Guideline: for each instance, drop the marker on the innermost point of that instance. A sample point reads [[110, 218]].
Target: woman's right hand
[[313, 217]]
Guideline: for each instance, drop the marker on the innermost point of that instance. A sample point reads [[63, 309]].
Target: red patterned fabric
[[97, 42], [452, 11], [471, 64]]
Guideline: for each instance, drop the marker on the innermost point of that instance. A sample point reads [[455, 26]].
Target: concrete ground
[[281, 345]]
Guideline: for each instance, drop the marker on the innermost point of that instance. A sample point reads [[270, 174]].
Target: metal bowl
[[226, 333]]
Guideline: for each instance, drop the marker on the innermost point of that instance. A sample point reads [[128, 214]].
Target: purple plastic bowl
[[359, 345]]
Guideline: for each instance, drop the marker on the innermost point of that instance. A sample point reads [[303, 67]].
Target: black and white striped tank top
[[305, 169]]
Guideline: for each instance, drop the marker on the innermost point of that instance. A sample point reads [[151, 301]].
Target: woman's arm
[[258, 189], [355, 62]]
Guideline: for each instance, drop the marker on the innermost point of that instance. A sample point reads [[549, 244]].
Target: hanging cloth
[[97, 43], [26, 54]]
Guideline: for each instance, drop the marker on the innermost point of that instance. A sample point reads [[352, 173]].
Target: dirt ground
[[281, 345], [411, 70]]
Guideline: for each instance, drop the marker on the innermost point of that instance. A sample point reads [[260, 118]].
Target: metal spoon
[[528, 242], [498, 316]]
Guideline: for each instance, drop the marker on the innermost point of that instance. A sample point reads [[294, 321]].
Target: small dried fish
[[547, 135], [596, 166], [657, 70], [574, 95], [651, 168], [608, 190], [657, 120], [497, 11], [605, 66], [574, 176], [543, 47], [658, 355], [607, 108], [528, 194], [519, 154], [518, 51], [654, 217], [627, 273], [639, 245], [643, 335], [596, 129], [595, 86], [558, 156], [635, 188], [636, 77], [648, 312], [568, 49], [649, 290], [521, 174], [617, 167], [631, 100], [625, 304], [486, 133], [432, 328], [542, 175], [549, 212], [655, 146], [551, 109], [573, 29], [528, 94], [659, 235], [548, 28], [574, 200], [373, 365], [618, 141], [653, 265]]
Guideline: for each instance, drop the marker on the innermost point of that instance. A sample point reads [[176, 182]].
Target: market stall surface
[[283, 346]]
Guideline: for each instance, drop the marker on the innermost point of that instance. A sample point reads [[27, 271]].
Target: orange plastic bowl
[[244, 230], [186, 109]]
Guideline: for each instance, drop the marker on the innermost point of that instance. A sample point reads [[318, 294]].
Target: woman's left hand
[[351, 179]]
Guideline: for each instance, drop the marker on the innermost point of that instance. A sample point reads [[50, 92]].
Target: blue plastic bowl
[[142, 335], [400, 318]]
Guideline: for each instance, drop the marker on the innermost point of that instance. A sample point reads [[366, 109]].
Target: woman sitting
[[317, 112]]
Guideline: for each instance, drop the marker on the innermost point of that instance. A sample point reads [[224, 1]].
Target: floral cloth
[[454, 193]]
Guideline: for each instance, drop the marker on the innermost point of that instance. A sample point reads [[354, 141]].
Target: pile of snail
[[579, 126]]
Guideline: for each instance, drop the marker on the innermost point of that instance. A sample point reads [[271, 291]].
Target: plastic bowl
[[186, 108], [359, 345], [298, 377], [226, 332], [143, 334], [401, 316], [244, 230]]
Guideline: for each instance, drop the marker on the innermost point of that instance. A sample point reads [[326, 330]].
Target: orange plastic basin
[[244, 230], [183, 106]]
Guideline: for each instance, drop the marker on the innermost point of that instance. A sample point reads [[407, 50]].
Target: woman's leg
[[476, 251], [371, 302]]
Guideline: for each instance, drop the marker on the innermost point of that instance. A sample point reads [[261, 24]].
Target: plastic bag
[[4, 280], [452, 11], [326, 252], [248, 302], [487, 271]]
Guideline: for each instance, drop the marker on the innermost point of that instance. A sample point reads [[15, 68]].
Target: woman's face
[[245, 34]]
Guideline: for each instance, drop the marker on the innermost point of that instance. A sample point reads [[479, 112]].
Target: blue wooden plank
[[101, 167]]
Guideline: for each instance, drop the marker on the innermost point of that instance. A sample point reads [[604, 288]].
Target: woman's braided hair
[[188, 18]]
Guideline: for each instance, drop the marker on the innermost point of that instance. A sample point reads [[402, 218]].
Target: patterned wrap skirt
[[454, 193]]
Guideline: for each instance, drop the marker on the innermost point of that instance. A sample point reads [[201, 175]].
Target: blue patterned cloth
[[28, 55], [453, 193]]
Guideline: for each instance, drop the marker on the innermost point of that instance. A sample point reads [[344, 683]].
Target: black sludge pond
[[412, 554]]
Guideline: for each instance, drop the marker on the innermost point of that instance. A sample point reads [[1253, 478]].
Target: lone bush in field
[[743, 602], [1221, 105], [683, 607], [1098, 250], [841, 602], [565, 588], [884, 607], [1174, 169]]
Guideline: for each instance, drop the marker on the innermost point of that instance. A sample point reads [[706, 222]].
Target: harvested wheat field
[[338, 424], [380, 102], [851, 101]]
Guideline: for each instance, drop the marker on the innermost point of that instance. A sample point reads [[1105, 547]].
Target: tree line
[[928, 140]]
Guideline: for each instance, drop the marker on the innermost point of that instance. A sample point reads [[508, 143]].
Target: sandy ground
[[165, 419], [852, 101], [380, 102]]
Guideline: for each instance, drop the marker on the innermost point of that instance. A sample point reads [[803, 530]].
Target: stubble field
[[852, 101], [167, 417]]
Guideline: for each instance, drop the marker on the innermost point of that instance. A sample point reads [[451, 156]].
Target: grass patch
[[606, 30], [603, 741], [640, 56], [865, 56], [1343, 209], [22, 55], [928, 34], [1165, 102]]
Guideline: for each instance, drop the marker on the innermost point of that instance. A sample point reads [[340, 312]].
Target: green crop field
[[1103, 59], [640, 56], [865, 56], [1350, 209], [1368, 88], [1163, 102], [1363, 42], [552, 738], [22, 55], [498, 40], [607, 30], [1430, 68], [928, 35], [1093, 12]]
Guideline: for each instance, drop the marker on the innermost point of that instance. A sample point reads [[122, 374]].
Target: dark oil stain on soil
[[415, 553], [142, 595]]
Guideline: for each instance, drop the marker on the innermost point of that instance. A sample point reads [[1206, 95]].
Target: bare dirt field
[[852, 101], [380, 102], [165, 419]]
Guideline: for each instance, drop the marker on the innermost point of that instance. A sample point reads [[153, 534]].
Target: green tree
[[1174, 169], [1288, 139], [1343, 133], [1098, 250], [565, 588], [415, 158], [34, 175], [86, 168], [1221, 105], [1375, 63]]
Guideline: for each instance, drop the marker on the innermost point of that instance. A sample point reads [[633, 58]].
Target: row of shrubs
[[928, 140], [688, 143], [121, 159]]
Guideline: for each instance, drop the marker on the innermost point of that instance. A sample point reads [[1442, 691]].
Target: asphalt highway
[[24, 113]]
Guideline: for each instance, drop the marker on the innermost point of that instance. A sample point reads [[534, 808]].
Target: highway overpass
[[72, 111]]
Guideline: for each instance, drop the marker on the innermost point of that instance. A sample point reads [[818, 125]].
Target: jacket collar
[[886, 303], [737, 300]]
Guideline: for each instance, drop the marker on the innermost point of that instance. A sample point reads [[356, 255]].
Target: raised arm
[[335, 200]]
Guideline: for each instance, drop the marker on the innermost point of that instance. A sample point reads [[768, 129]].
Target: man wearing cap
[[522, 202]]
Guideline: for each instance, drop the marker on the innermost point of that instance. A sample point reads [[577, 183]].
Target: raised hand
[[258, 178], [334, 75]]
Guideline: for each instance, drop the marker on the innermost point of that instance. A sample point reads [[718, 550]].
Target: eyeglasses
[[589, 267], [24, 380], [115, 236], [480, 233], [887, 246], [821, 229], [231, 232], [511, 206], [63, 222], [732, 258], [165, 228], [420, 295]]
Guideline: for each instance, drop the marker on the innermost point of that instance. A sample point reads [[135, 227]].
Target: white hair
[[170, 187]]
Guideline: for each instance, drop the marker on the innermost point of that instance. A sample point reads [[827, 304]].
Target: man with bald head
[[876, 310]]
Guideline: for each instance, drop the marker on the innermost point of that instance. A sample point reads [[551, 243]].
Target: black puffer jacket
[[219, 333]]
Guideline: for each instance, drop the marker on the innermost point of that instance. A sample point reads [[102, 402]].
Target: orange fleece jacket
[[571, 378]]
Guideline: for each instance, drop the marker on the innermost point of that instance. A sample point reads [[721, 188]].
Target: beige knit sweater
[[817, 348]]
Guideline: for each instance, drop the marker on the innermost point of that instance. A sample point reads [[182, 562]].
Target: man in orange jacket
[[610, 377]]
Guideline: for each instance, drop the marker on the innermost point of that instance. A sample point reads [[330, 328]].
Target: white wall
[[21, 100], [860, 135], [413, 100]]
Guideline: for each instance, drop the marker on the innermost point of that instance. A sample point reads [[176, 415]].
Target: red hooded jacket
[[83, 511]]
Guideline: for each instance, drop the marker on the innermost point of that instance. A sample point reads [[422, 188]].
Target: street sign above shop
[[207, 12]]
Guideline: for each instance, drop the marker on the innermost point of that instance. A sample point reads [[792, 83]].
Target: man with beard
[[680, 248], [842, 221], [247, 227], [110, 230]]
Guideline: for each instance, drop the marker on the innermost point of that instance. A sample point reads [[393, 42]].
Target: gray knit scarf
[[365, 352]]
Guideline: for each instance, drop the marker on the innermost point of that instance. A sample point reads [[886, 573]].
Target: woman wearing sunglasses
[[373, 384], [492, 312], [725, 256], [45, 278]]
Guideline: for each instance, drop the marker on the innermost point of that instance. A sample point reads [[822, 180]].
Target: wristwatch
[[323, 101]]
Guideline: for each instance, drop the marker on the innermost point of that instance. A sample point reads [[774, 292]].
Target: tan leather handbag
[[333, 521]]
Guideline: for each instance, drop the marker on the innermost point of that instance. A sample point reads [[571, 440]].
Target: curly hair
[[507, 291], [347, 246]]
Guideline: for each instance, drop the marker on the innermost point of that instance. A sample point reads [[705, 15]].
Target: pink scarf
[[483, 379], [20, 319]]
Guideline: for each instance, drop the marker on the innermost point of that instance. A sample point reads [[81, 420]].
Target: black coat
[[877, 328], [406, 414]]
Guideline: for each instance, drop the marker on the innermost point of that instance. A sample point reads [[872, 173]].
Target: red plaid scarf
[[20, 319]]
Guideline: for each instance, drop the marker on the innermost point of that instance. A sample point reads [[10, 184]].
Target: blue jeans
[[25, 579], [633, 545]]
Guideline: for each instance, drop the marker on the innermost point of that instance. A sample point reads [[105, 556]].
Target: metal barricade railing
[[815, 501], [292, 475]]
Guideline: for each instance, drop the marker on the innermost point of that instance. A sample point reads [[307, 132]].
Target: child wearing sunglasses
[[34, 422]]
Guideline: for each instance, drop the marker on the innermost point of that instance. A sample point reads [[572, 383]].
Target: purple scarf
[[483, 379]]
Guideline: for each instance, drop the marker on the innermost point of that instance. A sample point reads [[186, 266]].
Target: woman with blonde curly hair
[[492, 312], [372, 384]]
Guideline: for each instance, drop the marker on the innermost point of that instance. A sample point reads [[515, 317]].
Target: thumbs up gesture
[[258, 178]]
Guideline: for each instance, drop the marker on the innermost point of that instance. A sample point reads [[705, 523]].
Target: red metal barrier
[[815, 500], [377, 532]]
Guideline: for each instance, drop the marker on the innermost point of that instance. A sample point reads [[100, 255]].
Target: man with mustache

→ What you have to do: Please copy, exactly and with nothing else, the lines above beginning at the line that has "reads [[577, 183]]." and ending with the line that has "reads [[718, 550]].".

→ Written solution:
Guideline: for each instance, drop the marker on the innermost point of that instance. A sample point reads [[577, 183]].
Target: raised hand
[[258, 178], [334, 75]]
Guideline: for each instance, drop the marker on the innermost point of that instance. A sample point reads [[718, 550]].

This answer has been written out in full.